» TASK ITEM A
Using the abstract on OH radicals in schizophrenia, explain in one to three sentences why it calls research on the amount of hydroxyl radicals in human serum blood highly topical.
» TASK ITEM B
Extend the abstract on OH radicals in schizophrenia, picking up right after its final sentence.

» EXTRACT
____

Study of OH Radicals in Human Serum Blood of Healthy Individuals and Those with Pathological Schizophrenia

by
Elena I. Korotkova
1,*,
Bashkim Misini
2,
Elena V. Dorozhko
1,
Mariya V. Bukkel
1,
Evgeniy V. Plotnikov
1 and
Wolfgang Linert
2
1
Tomsk Polytechnic University, Lenin av., 30, 634050, Tomsk, Russia
2
Institute of Applied Synthetic Chemistry, Vienna University of Technology, Getreidemarkt 9/163AC A–1060 Vienna, Austria
*
Author to whom correspondence should be addressed.
Int. J. Mol. Sci. 2011, 12(1), 401-409; https://doi.org/10.3390/ijms12010401
Submission received: 19 November 2010 / Revised: 29 December 2010 / Accepted: 4 January 2011 / Published: 14 January 2011
(This article belongs to the Section Biochemistry)

Abstract

:
The human body is constantly under attack from free radicals that occur as part of normal cell metabolism, and by exposure to environmental factors such as UV light, cigarette smoke, environmental pollutants and gamma radiation. The resulting “Reactive Oxygen Species” (ROS) circulate freely in the body with access to all organs and tissues, which can have serious repercussions throughout the body. The body possesses a number of mechanisms both to control the production of ROS and to cope with free radicals in order to limit or repair damage to tissues. Overproduction of ROS or insufficient defense mechanisms leads to a dangerous disbalance in the organism. Thereby several pathomechanisms implicated in over 100 human diseases, e.g., cardiovascular disease, cancer, diabetes mellitus, physiological disease, aging, etc., can be induced. Thus, a detailed investigation on the quantity of oxygen radicals, such as hydroxyl radicals (OH) in human serum blood, and its possible correlation with antioxidant therapy effects, is highly topical. The subject of this study was the influence of schizophrenia on the amount of OH in human serum blood. The radicals were detected by fluorimetry, using terephthalic acid as a chemical trap. For all experiments the serum blood of healthy people was used as a control group.

____

» DATASET CONTENT
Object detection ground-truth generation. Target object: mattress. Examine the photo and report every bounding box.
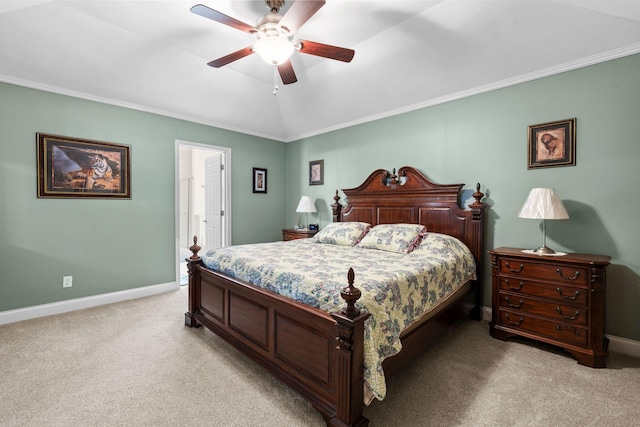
[202,233,476,403]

____

» ANSWER BOX A
Too many reactive oxygen species, or too little defense against them, throws the body into a dangerous imbalance. That imbalance can set off disease processes linked to over 100 human illnesses, such as heart disease, cancer, diabetes, and aging. So measuring hydroxyl radicals in serum, and how they might relate to antioxidant therapy, is important.

» ANSWER BOX B
1. Introduction

Mental disorders like drug abuse, depression, schizophrenia, etc. are increasingly affecting societies worldwide. Clinical schizophrenia is connected with a number of vegetative, psychological and biochemical processes in a human organism [1]. One of the current focuses in this field of research is the investigation of the relation of various malfunctions caused by mental disorders like schizophrenia [1,2].
Schizophrenia affects men and women equally. It occurs at similar rates in all ethnic groups around the world. Symptoms such as hallucinations and delusions usually start between ages 16 and 30. It can be difficult to diagnose schizophrenia in teens. This is because the first signs can include a change of friends, a drop in grades, sleep problems, and irritability—behaviors that are common among teenagers [3].
Schizophrenia is caused by several factors. Scientists have long known that schizophrenia runs in families. The illness occurs in 1 percent of the general population, but it occurs in 10 percent of people who have a first-degree relative with the disorder, such as a parent, brother, or sister. Other recent studies suggest that schizophrenia may result in part when a certain gene, that is key to making important brain chemicals, malfunctions. This problem may affect the part of the brain involved in developing higher functioning skills. In addition, it probably takes more than genes to cause the disorder. Scientists think interactions between genes and the environment are necessary for schizophrenia to develop. Many environmental factors may be involved, such as exposure to viruses or malnutrition before birth, problems during birth, and other not yet known psychosocial factors [4,5].
Scientists think that an imbalance in the complex, interrelated chemical reactions of the brain involving the neurotransmitters dopamine and glutamate, and possibly others, plays a role in schizophrenia. Neurotransmitters are substances that allow brain cells to communicate with each other [6].
Five sub-classifications of schizophrenia are known [7]:
  • Paranoid type: Where delusions and hallucinations are present but thought disorder, disorganized behavior, and affective flattening are absent.
  • Disorganized type: Named hebephrenic schizophrenia. Where thought disorder and flat affect are present together.
  • Catatonic type: The subject may be almost immobile or exhibit agitated, purposeless movement. Symptoms can include catatonic stupor and waxy flexibility.
  • Undifferentiated type: Psychotic symptoms are present but the criteria for paranoid, disorganized, or catatonic types have not been met.
  • Residual type: Where positive symptoms are present at a low intensity only.
  • Post-schizophrenic depression: A depressive episode arising in the aftermath of a schizophrenic illness where some low-level schizophrenic symptoms may still be present.
  • Simple schizophrenia: Insidious and progressive development of prominent negative symptoms with no history of psychotic episodes.
Scientists have learned a lot about schizophrenia, but more research is needed to help explain how it develops. The ROS play major role in development of schizophrenia.
This work will develop better treatment to help people with schizophrenia achieve their full potential.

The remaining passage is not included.